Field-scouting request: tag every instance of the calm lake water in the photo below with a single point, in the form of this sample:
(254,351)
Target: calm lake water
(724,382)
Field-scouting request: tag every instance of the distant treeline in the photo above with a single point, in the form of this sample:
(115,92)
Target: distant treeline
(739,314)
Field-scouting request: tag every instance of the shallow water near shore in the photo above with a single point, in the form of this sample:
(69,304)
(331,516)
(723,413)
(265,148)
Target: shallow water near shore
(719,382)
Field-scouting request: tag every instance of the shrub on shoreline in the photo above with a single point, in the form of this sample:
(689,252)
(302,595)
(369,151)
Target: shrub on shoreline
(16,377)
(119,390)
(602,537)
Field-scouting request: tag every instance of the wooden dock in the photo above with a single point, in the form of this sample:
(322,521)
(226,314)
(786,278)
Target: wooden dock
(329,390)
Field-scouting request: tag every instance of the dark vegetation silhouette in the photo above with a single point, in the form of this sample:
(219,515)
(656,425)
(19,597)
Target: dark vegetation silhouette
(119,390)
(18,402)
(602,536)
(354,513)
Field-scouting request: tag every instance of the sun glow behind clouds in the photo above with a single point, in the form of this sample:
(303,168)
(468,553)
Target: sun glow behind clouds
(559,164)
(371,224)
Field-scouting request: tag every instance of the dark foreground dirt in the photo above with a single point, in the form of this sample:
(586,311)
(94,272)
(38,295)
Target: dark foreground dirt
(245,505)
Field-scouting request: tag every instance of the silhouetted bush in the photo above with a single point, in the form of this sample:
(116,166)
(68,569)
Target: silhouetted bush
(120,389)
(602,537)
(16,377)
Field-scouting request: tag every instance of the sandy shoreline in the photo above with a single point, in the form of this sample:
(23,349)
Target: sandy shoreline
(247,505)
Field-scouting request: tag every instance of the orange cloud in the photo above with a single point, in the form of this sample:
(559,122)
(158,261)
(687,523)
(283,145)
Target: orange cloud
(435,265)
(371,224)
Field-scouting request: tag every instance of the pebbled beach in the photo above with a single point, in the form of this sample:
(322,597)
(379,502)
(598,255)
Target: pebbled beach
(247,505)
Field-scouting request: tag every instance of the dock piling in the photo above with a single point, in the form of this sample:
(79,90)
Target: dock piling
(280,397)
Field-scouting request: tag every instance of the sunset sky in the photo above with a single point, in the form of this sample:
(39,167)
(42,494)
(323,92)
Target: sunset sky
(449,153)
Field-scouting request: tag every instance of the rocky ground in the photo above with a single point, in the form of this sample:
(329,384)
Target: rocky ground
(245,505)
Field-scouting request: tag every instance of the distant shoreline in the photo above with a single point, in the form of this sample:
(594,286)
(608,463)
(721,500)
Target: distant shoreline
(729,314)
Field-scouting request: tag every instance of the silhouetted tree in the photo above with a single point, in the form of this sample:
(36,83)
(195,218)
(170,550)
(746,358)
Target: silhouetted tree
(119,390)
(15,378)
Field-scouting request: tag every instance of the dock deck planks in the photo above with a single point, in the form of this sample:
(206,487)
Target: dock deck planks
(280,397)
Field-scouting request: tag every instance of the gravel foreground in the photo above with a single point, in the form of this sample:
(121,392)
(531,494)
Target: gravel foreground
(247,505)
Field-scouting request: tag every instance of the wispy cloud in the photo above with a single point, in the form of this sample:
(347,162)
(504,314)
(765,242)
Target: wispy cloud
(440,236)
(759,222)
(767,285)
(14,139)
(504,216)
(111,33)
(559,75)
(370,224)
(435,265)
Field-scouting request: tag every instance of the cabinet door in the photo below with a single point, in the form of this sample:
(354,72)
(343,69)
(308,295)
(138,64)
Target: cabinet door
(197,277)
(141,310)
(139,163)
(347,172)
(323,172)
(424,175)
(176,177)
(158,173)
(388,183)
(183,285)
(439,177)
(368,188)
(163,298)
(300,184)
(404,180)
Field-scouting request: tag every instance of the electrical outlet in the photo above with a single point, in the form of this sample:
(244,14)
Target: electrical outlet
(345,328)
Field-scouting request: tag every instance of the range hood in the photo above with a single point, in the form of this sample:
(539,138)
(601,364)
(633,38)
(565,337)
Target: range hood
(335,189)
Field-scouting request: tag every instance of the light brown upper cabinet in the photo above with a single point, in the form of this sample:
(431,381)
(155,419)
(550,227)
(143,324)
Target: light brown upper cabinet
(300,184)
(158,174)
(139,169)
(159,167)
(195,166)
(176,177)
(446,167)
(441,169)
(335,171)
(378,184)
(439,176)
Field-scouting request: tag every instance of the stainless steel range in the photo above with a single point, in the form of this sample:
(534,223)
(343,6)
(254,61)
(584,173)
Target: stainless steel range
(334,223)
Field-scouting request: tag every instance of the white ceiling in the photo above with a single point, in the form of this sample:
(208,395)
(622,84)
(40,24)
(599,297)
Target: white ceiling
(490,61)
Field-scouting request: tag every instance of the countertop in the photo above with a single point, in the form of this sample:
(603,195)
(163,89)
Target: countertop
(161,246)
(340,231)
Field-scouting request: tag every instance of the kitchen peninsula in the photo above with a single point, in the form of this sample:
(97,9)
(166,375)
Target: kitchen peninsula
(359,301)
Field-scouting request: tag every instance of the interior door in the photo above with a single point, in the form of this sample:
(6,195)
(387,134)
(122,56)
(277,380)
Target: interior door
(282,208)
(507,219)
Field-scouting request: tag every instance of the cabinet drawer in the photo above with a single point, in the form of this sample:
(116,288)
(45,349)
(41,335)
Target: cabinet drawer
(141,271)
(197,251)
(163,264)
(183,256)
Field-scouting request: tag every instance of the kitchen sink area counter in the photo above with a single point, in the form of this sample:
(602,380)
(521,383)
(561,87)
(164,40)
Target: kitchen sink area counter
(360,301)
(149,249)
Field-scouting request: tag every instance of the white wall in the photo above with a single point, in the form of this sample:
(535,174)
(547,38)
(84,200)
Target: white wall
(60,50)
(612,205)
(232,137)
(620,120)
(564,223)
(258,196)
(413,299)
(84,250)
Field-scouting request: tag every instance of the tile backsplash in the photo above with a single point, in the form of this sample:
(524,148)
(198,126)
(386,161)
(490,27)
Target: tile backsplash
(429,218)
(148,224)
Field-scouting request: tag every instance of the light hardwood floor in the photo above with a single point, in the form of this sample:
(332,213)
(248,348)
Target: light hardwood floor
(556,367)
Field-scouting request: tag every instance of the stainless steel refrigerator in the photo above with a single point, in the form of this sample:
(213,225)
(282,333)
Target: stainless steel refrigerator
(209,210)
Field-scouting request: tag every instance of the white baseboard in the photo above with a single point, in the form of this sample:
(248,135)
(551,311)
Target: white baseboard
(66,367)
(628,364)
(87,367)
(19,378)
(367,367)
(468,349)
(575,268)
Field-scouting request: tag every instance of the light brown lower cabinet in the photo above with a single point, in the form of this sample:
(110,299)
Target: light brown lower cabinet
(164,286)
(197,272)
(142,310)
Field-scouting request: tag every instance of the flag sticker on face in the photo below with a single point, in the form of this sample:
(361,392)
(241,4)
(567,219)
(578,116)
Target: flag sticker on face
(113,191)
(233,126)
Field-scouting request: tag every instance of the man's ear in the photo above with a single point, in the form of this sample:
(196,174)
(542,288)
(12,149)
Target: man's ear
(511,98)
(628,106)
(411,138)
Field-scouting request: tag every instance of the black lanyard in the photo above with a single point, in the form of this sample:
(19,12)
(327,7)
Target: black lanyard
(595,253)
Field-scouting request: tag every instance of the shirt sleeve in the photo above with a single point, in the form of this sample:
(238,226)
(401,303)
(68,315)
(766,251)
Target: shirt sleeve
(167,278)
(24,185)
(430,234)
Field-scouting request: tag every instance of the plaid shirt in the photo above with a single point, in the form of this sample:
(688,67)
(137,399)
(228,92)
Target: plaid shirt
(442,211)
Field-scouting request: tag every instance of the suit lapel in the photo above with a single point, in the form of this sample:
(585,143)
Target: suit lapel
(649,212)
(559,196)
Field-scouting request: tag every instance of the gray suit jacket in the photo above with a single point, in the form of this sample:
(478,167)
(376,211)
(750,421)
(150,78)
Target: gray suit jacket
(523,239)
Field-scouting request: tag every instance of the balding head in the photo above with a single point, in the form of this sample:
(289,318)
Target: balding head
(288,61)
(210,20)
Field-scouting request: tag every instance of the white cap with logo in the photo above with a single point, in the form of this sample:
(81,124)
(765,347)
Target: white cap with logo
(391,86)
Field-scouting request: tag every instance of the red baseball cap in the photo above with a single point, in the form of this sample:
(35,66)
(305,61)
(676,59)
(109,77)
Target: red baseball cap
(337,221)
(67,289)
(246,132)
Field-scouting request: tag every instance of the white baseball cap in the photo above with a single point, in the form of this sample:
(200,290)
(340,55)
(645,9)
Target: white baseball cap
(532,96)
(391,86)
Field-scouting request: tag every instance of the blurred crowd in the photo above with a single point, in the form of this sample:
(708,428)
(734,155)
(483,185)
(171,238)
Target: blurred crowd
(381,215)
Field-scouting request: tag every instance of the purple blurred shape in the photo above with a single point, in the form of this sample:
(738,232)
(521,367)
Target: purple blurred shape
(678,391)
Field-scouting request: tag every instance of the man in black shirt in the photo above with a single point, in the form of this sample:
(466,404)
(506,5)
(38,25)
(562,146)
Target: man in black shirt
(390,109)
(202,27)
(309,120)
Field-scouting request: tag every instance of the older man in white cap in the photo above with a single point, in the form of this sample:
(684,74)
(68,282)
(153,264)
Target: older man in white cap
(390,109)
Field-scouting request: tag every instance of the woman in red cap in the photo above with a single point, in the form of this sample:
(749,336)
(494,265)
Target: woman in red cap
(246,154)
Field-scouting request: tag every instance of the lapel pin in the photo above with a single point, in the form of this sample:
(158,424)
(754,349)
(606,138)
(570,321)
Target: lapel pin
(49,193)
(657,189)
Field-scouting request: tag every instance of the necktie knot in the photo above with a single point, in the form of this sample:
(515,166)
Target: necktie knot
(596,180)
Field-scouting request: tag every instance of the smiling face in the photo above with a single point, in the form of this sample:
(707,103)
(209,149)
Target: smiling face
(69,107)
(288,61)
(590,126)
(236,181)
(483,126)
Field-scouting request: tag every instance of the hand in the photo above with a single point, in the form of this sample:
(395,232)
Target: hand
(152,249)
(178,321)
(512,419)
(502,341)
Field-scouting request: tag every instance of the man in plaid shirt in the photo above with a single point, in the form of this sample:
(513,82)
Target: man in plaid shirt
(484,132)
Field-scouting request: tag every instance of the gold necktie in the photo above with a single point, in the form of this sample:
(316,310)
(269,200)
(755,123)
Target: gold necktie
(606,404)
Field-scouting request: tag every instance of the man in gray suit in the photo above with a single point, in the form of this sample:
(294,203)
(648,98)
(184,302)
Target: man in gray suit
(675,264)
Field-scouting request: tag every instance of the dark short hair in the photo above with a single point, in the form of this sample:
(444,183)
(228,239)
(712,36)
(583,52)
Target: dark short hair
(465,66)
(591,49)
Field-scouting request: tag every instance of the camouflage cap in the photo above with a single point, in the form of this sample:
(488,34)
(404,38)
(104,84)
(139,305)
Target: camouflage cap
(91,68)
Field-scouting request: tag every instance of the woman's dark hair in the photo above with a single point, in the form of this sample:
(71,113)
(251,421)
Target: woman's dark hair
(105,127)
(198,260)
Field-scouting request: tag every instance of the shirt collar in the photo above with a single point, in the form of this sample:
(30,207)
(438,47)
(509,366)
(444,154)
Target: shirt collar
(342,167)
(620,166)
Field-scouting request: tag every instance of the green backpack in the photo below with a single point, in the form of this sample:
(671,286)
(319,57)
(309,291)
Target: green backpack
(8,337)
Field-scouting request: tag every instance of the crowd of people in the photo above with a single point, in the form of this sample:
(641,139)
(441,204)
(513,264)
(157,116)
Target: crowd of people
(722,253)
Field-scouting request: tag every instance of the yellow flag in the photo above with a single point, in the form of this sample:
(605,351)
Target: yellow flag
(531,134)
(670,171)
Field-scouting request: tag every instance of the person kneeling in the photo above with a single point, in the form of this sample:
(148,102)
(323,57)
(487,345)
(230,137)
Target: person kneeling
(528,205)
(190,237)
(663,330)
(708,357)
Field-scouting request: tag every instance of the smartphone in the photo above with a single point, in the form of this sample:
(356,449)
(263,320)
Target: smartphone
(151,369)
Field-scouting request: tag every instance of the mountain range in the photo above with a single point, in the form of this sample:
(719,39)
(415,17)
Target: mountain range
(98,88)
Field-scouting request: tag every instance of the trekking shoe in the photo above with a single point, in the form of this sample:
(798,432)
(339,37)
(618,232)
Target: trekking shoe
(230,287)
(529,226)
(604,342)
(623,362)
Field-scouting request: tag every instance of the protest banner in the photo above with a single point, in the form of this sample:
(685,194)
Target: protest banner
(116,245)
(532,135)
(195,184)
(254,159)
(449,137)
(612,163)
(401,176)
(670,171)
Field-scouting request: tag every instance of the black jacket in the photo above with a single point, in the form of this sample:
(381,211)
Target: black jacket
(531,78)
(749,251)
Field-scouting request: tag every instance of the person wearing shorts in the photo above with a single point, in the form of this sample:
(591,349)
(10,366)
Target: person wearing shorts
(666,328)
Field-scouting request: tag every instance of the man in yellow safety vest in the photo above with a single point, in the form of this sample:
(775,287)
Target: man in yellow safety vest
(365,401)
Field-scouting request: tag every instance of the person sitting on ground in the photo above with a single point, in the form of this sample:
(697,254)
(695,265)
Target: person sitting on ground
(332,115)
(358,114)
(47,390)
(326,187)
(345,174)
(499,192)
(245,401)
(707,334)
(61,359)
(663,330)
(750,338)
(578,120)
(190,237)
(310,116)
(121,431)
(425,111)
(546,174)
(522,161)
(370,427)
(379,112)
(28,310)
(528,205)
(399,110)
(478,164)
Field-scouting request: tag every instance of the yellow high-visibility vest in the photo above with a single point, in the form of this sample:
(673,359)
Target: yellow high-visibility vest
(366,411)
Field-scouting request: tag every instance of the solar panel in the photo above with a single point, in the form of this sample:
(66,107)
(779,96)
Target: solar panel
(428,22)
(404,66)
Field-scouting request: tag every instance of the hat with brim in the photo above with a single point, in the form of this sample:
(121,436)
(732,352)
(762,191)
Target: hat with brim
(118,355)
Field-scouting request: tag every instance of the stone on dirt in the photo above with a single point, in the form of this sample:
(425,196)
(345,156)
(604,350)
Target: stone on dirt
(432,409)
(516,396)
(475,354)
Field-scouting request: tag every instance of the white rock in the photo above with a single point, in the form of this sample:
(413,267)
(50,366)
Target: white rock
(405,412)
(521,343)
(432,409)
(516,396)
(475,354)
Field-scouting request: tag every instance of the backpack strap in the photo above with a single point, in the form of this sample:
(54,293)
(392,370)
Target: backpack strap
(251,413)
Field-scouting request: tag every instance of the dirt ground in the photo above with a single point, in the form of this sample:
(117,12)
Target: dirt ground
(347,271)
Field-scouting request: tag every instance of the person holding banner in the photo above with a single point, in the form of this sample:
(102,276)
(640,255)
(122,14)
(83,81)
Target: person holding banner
= = =
▶ [What to do] Search the entries for the word "below" and gather every line where it appears.

▶ [Solution to this exercise]
Field-scouting request: tag every instance of the calm lake water in the photo below with a single point, in the form of this sample:
Field-scouting request: tag every instance of the cabinet door in the photo below with a single point, in the form of this sample:
Field-scouting request: tag every instance of the flag sticker on face in the photo below with a single point, in the form of this sample:
Field-scouting request: tag every instance of the green backpack in the photo below with a single point, in the form of this sample:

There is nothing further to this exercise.